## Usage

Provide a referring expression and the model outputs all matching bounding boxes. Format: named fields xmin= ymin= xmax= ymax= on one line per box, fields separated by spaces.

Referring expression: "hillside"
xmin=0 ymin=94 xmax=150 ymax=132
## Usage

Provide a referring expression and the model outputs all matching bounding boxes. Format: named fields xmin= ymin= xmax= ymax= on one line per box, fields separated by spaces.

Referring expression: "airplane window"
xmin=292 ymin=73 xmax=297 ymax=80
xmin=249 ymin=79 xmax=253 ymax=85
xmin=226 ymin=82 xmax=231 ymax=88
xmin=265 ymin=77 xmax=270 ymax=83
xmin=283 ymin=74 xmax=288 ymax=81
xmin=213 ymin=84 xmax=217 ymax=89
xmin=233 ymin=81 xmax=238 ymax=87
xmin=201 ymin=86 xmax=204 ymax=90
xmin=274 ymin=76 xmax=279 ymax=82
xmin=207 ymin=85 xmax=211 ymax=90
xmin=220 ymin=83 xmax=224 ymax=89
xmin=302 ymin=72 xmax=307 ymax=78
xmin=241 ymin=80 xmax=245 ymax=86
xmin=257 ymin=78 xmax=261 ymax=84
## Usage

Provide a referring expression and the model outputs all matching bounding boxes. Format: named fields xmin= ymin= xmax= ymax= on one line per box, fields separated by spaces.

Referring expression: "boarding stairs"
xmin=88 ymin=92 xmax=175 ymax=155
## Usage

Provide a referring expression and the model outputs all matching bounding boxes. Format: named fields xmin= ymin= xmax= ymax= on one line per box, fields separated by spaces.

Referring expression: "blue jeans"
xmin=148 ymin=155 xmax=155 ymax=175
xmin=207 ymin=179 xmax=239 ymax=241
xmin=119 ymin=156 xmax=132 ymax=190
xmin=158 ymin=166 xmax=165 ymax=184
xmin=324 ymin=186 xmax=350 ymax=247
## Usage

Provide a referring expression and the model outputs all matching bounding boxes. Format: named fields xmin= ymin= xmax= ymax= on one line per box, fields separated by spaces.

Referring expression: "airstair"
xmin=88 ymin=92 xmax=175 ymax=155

================================

## GOAL OF THE EXERCISE
Return every entry exactly.

## ANSWER TO THIS EXERCISE
## Usage

Provide a referring expression and the model outputs all matching bounding boxes. Format: named fields xmin= ymin= xmax= ymax= on one line per box, fields separated by spaces.

Referring expression: "hillside"
xmin=0 ymin=94 xmax=150 ymax=132
## Usage

Provide a referring expression and the model outputs all matching bounding boxes. Format: named fields xmin= ymin= xmax= ymax= on one line per box, fields separated by spaces.

Referring expression: "airplane window"
xmin=292 ymin=73 xmax=297 ymax=80
xmin=249 ymin=79 xmax=253 ymax=85
xmin=226 ymin=82 xmax=231 ymax=88
xmin=265 ymin=77 xmax=270 ymax=83
xmin=283 ymin=74 xmax=288 ymax=81
xmin=213 ymin=84 xmax=217 ymax=89
xmin=233 ymin=81 xmax=238 ymax=87
xmin=201 ymin=86 xmax=204 ymax=90
xmin=274 ymin=76 xmax=279 ymax=82
xmin=207 ymin=85 xmax=211 ymax=90
xmin=220 ymin=83 xmax=224 ymax=89
xmin=302 ymin=72 xmax=307 ymax=78
xmin=241 ymin=80 xmax=245 ymax=86
xmin=257 ymin=78 xmax=261 ymax=84
## Usage

Provide a referring expression and the model outputs all matching bounding boxes. Format: named fields xmin= ymin= xmax= ymax= on one line per box, fields separated by spaces.

Referring expression: "boarding stairs"
xmin=88 ymin=92 xmax=175 ymax=155
## Usage

Provide a referring expression and the model outputs all matching bounding boxes. Format: named fields xmin= ymin= xmax= ymax= on one line per box, fields separated by spaces.

Referring expression: "blue jeans"
xmin=148 ymin=155 xmax=155 ymax=175
xmin=207 ymin=179 xmax=239 ymax=241
xmin=119 ymin=156 xmax=132 ymax=190
xmin=158 ymin=166 xmax=165 ymax=184
xmin=324 ymin=186 xmax=350 ymax=247
## Usage

Provide a referring expression and the model outputs all matching bounding boxes. Format: named fields xmin= ymin= xmax= ymax= on one line per box, fields separated by spaces.

Referring expression: "airstair"
xmin=88 ymin=92 xmax=175 ymax=155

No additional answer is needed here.